Below are some records; quote exactly the lines from the one that contains "Mark the dashed" through the one that contains "Mark the firefighter carrying", inclusive, and no others.

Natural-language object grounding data
Start of Block
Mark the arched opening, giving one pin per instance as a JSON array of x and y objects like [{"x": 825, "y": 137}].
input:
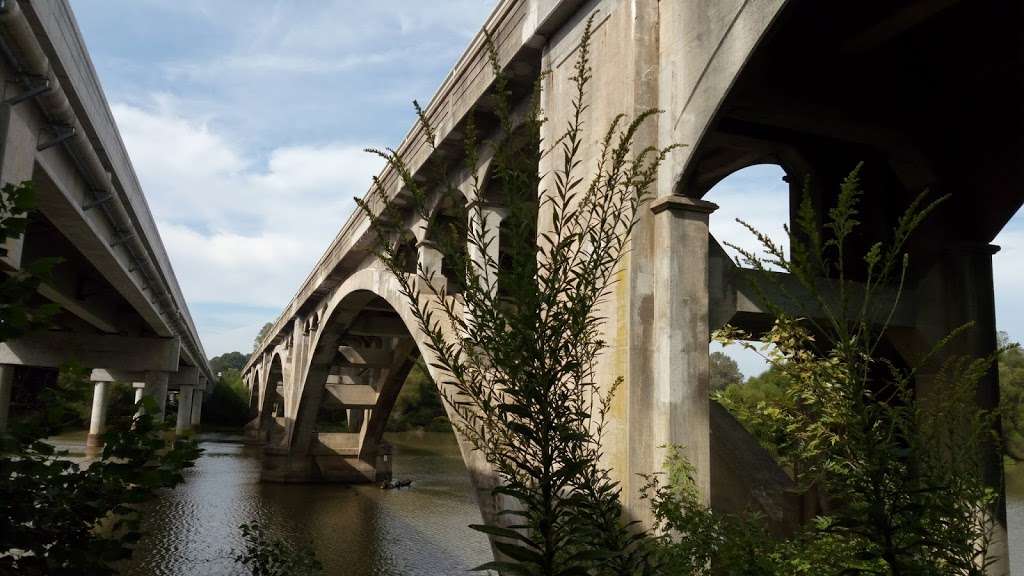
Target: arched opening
[
  {"x": 882, "y": 84},
  {"x": 511, "y": 188},
  {"x": 272, "y": 412}
]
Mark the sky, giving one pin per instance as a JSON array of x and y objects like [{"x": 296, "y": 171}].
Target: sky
[{"x": 247, "y": 121}]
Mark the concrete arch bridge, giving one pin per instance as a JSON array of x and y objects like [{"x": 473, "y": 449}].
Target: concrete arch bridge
[{"x": 926, "y": 92}]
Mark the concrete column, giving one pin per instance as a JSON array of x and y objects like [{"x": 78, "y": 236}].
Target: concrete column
[
  {"x": 355, "y": 417},
  {"x": 97, "y": 418},
  {"x": 485, "y": 220},
  {"x": 679, "y": 393},
  {"x": 957, "y": 290},
  {"x": 156, "y": 387},
  {"x": 430, "y": 258},
  {"x": 17, "y": 154},
  {"x": 197, "y": 412},
  {"x": 184, "y": 409},
  {"x": 6, "y": 386}
]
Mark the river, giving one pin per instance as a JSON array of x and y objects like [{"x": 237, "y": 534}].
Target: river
[{"x": 354, "y": 530}]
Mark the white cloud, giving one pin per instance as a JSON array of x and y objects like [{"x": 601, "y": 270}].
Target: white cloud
[
  {"x": 240, "y": 231},
  {"x": 1008, "y": 278},
  {"x": 757, "y": 196}
]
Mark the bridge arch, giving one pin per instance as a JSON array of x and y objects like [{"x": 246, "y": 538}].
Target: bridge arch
[{"x": 367, "y": 343}]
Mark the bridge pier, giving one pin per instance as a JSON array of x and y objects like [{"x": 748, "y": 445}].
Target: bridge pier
[
  {"x": 6, "y": 385},
  {"x": 182, "y": 424},
  {"x": 97, "y": 418},
  {"x": 196, "y": 417}
]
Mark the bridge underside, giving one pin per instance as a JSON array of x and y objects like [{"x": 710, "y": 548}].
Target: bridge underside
[{"x": 925, "y": 93}]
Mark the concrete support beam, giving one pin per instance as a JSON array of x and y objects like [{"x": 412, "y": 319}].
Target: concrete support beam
[
  {"x": 680, "y": 334},
  {"x": 367, "y": 358},
  {"x": 6, "y": 386},
  {"x": 197, "y": 412},
  {"x": 97, "y": 418},
  {"x": 485, "y": 220},
  {"x": 130, "y": 354},
  {"x": 960, "y": 290},
  {"x": 430, "y": 259},
  {"x": 139, "y": 388},
  {"x": 356, "y": 418},
  {"x": 357, "y": 396},
  {"x": 17, "y": 153},
  {"x": 156, "y": 387},
  {"x": 184, "y": 410}
]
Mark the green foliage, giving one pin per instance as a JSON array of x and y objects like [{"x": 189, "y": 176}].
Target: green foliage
[
  {"x": 228, "y": 361},
  {"x": 19, "y": 310},
  {"x": 267, "y": 556},
  {"x": 516, "y": 350},
  {"x": 1012, "y": 397},
  {"x": 228, "y": 403},
  {"x": 752, "y": 400},
  {"x": 263, "y": 331},
  {"x": 724, "y": 371},
  {"x": 65, "y": 519},
  {"x": 419, "y": 404}
]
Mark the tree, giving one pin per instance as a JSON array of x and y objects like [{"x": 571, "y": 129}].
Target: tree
[
  {"x": 724, "y": 371},
  {"x": 267, "y": 556},
  {"x": 262, "y": 334},
  {"x": 230, "y": 360},
  {"x": 1012, "y": 397},
  {"x": 516, "y": 350},
  {"x": 228, "y": 402}
]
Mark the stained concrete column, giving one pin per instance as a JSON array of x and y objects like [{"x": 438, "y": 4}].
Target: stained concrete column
[
  {"x": 955, "y": 291},
  {"x": 6, "y": 386},
  {"x": 197, "y": 412},
  {"x": 156, "y": 387},
  {"x": 139, "y": 388},
  {"x": 184, "y": 409},
  {"x": 17, "y": 154},
  {"x": 97, "y": 418},
  {"x": 679, "y": 392},
  {"x": 485, "y": 220},
  {"x": 355, "y": 418},
  {"x": 429, "y": 258}
]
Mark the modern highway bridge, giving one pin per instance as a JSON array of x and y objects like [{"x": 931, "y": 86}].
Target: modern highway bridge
[
  {"x": 926, "y": 92},
  {"x": 121, "y": 310}
]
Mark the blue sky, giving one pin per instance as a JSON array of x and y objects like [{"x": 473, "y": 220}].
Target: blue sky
[{"x": 246, "y": 122}]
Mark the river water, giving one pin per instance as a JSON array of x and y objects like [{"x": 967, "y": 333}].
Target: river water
[{"x": 354, "y": 530}]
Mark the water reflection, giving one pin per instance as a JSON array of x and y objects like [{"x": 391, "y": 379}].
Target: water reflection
[{"x": 355, "y": 530}]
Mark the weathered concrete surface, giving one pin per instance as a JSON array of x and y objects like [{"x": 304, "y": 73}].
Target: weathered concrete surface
[
  {"x": 810, "y": 86},
  {"x": 121, "y": 306}
]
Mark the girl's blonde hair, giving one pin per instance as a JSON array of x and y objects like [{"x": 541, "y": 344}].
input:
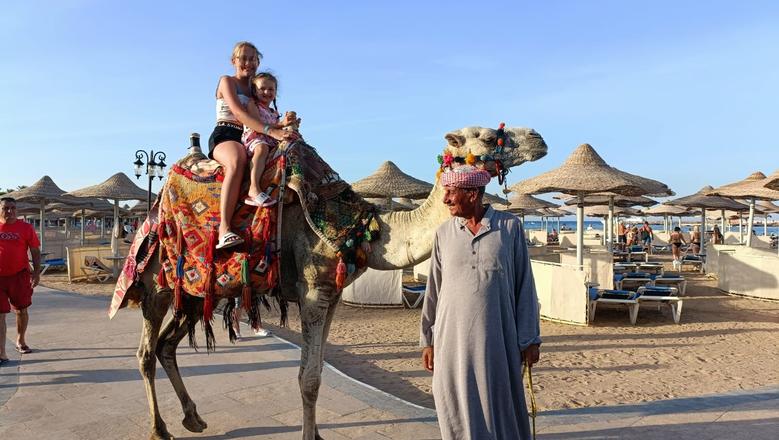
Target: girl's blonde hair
[{"x": 242, "y": 45}]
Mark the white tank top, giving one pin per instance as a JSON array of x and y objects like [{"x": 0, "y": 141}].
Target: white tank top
[{"x": 223, "y": 112}]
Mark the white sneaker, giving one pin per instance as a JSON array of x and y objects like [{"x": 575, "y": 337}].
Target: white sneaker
[{"x": 263, "y": 333}]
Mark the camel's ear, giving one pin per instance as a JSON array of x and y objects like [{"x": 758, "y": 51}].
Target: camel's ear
[{"x": 456, "y": 140}]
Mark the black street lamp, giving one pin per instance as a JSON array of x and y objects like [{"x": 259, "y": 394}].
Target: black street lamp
[{"x": 155, "y": 164}]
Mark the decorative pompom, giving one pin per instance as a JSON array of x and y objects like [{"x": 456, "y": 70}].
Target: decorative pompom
[
  {"x": 340, "y": 274},
  {"x": 361, "y": 258}
]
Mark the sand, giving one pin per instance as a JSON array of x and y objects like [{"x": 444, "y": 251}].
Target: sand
[{"x": 724, "y": 343}]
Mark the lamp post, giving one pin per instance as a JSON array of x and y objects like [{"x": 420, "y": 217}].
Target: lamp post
[{"x": 155, "y": 164}]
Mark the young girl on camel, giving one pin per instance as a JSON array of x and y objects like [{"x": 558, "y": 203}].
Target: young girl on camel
[
  {"x": 259, "y": 144},
  {"x": 233, "y": 112}
]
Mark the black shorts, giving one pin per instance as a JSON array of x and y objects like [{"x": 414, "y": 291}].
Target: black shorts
[{"x": 223, "y": 133}]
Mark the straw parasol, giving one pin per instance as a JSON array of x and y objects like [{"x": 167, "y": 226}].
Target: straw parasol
[
  {"x": 752, "y": 188},
  {"x": 702, "y": 201},
  {"x": 117, "y": 188},
  {"x": 772, "y": 181},
  {"x": 42, "y": 192},
  {"x": 603, "y": 200},
  {"x": 585, "y": 172},
  {"x": 668, "y": 212},
  {"x": 497, "y": 202},
  {"x": 388, "y": 181}
]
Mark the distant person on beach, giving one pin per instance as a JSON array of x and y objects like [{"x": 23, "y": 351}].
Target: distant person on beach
[
  {"x": 259, "y": 144},
  {"x": 647, "y": 235},
  {"x": 233, "y": 112},
  {"x": 717, "y": 236},
  {"x": 695, "y": 239},
  {"x": 480, "y": 317},
  {"x": 632, "y": 236},
  {"x": 17, "y": 237},
  {"x": 622, "y": 232},
  {"x": 677, "y": 239}
]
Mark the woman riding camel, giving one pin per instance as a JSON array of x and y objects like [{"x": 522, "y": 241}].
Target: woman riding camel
[{"x": 233, "y": 112}]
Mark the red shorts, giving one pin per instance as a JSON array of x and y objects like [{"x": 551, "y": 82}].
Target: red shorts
[{"x": 16, "y": 291}]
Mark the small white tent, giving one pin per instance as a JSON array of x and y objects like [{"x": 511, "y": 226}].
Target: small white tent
[{"x": 375, "y": 288}]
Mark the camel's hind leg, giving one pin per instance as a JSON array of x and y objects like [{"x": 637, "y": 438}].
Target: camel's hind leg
[
  {"x": 154, "y": 308},
  {"x": 315, "y": 324},
  {"x": 170, "y": 338}
]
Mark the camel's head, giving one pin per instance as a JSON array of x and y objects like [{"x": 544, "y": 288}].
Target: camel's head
[{"x": 520, "y": 145}]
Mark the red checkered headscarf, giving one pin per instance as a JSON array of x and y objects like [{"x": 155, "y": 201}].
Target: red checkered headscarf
[{"x": 465, "y": 176}]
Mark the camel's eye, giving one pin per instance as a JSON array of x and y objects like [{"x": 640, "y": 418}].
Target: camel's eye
[{"x": 489, "y": 138}]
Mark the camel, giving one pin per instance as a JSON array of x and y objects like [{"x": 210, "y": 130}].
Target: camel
[{"x": 308, "y": 275}]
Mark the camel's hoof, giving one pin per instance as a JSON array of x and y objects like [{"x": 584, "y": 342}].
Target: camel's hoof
[
  {"x": 161, "y": 434},
  {"x": 194, "y": 423}
]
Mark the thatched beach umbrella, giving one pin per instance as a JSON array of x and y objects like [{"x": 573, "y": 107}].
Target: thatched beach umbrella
[
  {"x": 42, "y": 192},
  {"x": 388, "y": 182},
  {"x": 667, "y": 212},
  {"x": 525, "y": 204},
  {"x": 585, "y": 172},
  {"x": 752, "y": 188},
  {"x": 702, "y": 201},
  {"x": 772, "y": 181},
  {"x": 117, "y": 188}
]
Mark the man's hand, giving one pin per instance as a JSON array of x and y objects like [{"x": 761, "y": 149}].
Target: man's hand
[
  {"x": 427, "y": 358},
  {"x": 531, "y": 354}
]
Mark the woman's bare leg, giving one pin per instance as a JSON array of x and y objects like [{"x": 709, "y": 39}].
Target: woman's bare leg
[
  {"x": 232, "y": 156},
  {"x": 258, "y": 167}
]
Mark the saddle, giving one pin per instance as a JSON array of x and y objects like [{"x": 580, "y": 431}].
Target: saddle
[{"x": 183, "y": 224}]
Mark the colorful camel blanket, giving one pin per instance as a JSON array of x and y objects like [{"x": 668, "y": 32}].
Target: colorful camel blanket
[{"x": 184, "y": 229}]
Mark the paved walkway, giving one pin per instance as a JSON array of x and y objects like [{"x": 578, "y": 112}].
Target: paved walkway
[{"x": 82, "y": 382}]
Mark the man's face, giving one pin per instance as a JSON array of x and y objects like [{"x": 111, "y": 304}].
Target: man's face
[
  {"x": 461, "y": 201},
  {"x": 7, "y": 212}
]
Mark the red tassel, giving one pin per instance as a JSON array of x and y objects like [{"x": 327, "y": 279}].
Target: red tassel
[
  {"x": 177, "y": 296},
  {"x": 246, "y": 297},
  {"x": 340, "y": 274},
  {"x": 162, "y": 279},
  {"x": 208, "y": 307}
]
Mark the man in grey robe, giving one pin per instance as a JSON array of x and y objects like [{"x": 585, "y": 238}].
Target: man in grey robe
[{"x": 480, "y": 316}]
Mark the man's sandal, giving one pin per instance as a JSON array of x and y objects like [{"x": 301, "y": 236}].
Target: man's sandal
[{"x": 230, "y": 239}]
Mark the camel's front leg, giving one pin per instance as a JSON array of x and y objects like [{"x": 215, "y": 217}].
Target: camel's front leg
[
  {"x": 170, "y": 338},
  {"x": 154, "y": 307},
  {"x": 315, "y": 321}
]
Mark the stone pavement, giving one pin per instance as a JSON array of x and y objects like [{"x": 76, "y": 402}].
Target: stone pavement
[{"x": 82, "y": 382}]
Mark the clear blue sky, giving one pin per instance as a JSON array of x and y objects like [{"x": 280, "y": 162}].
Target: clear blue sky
[{"x": 685, "y": 92}]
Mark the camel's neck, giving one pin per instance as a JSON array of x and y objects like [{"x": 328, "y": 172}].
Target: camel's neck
[{"x": 407, "y": 236}]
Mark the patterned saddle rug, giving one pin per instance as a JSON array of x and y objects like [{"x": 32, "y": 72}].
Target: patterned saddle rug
[{"x": 183, "y": 229}]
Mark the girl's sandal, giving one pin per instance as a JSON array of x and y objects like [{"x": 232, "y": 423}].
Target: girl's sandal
[{"x": 230, "y": 239}]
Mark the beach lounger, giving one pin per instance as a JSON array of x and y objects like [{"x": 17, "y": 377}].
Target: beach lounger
[
  {"x": 672, "y": 280},
  {"x": 620, "y": 297},
  {"x": 96, "y": 270},
  {"x": 632, "y": 280},
  {"x": 651, "y": 268},
  {"x": 662, "y": 295},
  {"x": 696, "y": 261},
  {"x": 413, "y": 295}
]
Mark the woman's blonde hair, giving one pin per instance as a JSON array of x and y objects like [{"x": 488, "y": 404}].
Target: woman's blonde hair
[{"x": 244, "y": 44}]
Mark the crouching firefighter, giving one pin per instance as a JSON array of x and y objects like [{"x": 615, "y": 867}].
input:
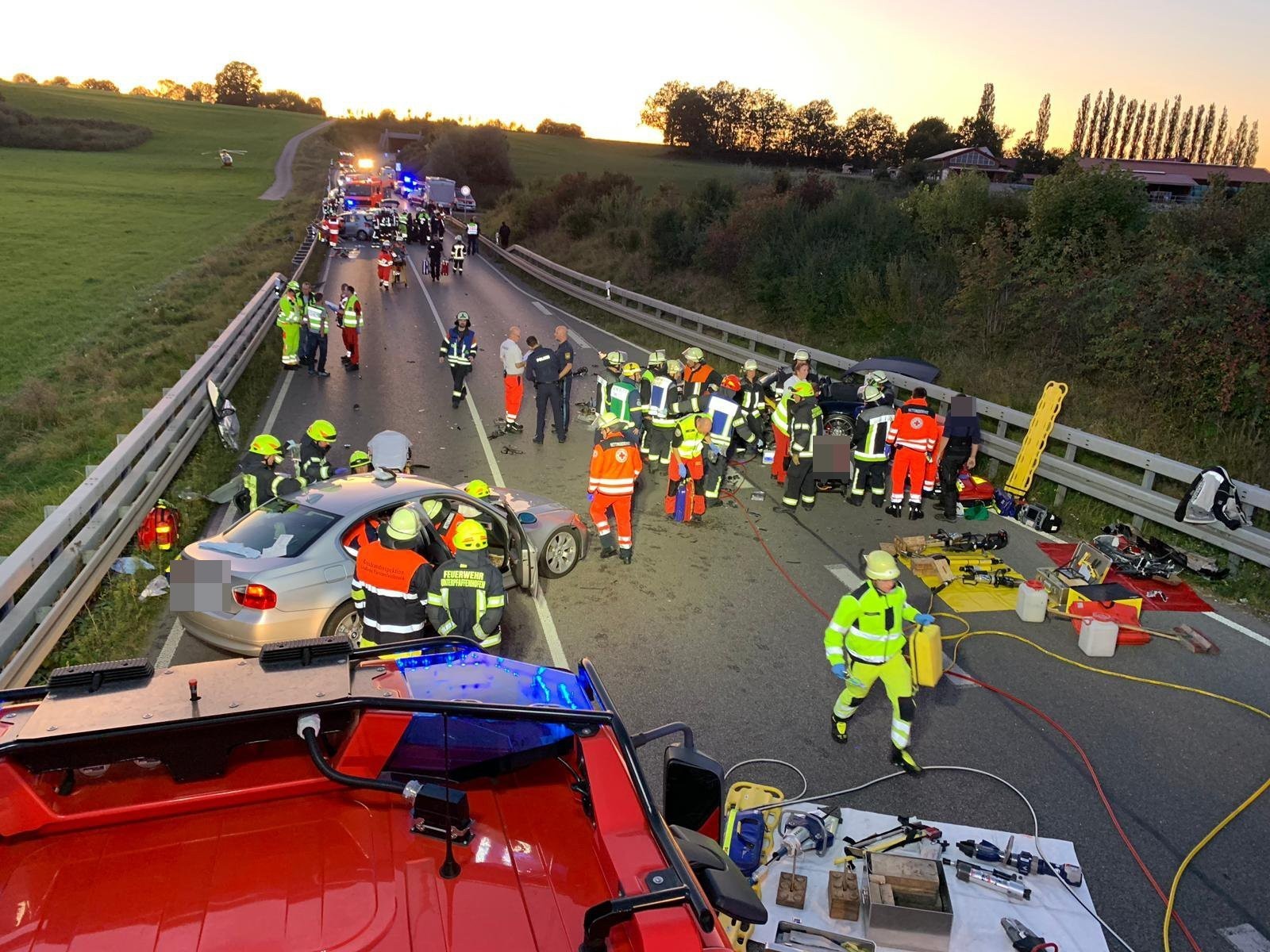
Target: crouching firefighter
[
  {"x": 467, "y": 596},
  {"x": 391, "y": 582},
  {"x": 865, "y": 643}
]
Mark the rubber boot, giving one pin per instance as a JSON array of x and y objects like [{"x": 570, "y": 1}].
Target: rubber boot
[
  {"x": 903, "y": 759},
  {"x": 840, "y": 729}
]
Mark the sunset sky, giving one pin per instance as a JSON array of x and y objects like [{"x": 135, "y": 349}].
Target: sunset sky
[{"x": 595, "y": 63}]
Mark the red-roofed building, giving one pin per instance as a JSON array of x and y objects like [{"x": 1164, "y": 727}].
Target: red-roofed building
[{"x": 1176, "y": 181}]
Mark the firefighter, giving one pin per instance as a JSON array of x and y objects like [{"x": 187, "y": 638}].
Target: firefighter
[
  {"x": 753, "y": 401},
  {"x": 314, "y": 447},
  {"x": 262, "y": 482},
  {"x": 435, "y": 258},
  {"x": 457, "y": 349},
  {"x": 687, "y": 447},
  {"x": 391, "y": 582},
  {"x": 384, "y": 266},
  {"x": 351, "y": 325},
  {"x": 869, "y": 448},
  {"x": 865, "y": 643},
  {"x": 457, "y": 253},
  {"x": 914, "y": 436},
  {"x": 290, "y": 315},
  {"x": 728, "y": 425},
  {"x": 467, "y": 594},
  {"x": 698, "y": 378},
  {"x": 806, "y": 423},
  {"x": 615, "y": 467}
]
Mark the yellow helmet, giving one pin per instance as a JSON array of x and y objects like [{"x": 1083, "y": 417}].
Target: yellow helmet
[
  {"x": 264, "y": 444},
  {"x": 880, "y": 566},
  {"x": 321, "y": 431},
  {"x": 404, "y": 526},
  {"x": 470, "y": 537}
]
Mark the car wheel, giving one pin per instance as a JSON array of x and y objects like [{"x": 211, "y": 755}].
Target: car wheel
[
  {"x": 560, "y": 554},
  {"x": 346, "y": 622}
]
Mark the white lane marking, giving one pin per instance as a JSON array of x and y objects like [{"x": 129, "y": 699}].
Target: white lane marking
[
  {"x": 852, "y": 582},
  {"x": 549, "y": 631},
  {"x": 1245, "y": 939},
  {"x": 1238, "y": 628}
]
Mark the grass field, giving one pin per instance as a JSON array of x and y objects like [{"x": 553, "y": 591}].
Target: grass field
[
  {"x": 548, "y": 158},
  {"x": 89, "y": 235},
  {"x": 125, "y": 267}
]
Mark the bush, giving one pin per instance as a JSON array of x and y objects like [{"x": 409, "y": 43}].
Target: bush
[{"x": 21, "y": 130}]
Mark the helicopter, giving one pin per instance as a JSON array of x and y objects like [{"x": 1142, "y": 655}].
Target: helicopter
[{"x": 226, "y": 155}]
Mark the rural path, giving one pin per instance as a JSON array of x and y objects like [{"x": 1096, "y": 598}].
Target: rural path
[
  {"x": 702, "y": 628},
  {"x": 281, "y": 187}
]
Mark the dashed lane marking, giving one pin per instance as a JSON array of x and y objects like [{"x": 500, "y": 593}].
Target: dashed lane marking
[{"x": 540, "y": 603}]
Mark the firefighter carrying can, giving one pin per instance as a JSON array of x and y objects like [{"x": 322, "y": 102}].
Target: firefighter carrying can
[
  {"x": 467, "y": 596},
  {"x": 615, "y": 467},
  {"x": 865, "y": 643}
]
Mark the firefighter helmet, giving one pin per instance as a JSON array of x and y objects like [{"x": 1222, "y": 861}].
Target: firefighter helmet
[
  {"x": 880, "y": 566},
  {"x": 264, "y": 444},
  {"x": 321, "y": 431},
  {"x": 470, "y": 537},
  {"x": 404, "y": 526}
]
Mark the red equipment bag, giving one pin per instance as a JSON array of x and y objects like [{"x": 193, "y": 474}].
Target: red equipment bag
[{"x": 160, "y": 528}]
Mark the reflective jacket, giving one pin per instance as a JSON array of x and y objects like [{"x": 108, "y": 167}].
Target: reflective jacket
[
  {"x": 615, "y": 465},
  {"x": 467, "y": 596},
  {"x": 868, "y": 625},
  {"x": 806, "y": 423},
  {"x": 869, "y": 433},
  {"x": 459, "y": 347},
  {"x": 391, "y": 592},
  {"x": 914, "y": 427}
]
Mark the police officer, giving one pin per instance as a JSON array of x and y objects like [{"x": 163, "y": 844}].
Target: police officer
[
  {"x": 467, "y": 594},
  {"x": 865, "y": 643},
  {"x": 391, "y": 582},
  {"x": 543, "y": 371},
  {"x": 564, "y": 368}
]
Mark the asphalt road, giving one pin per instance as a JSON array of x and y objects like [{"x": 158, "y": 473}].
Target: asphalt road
[
  {"x": 281, "y": 187},
  {"x": 705, "y": 628}
]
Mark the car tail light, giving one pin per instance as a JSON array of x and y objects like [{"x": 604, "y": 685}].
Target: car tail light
[{"x": 260, "y": 597}]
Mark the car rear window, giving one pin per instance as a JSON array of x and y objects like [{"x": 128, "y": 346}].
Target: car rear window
[{"x": 279, "y": 528}]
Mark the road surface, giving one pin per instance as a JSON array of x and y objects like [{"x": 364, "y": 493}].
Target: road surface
[
  {"x": 281, "y": 187},
  {"x": 705, "y": 628}
]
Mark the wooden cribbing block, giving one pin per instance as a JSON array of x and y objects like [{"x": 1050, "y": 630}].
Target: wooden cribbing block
[
  {"x": 791, "y": 892},
  {"x": 844, "y": 895}
]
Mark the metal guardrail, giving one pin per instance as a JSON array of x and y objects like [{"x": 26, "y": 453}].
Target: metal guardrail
[
  {"x": 57, "y": 569},
  {"x": 736, "y": 343}
]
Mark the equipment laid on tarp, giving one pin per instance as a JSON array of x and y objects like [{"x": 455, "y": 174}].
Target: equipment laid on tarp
[{"x": 1020, "y": 478}]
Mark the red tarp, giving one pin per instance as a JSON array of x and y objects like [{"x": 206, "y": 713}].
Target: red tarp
[{"x": 1179, "y": 598}]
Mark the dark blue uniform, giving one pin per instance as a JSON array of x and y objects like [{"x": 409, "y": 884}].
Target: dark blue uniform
[
  {"x": 543, "y": 370},
  {"x": 565, "y": 357}
]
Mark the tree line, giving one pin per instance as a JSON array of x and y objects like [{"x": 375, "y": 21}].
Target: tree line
[
  {"x": 237, "y": 84},
  {"x": 1113, "y": 129},
  {"x": 727, "y": 118}
]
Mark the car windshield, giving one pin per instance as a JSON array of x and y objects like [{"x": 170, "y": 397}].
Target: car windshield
[{"x": 277, "y": 528}]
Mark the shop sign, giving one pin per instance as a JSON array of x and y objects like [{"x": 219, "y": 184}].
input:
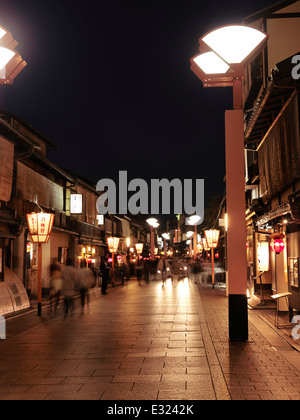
End of Block
SOLUTION:
Mark the dashed lane marking, giving one pin per instance as a JSON array of x and y objects like [{"x": 500, "y": 593}].
Target: dashed lane marking
[{"x": 540, "y": 603}]
Mark the firefighter carrying can, giving one pin per instance as a JSON array of x and y objects like [{"x": 322, "y": 102}].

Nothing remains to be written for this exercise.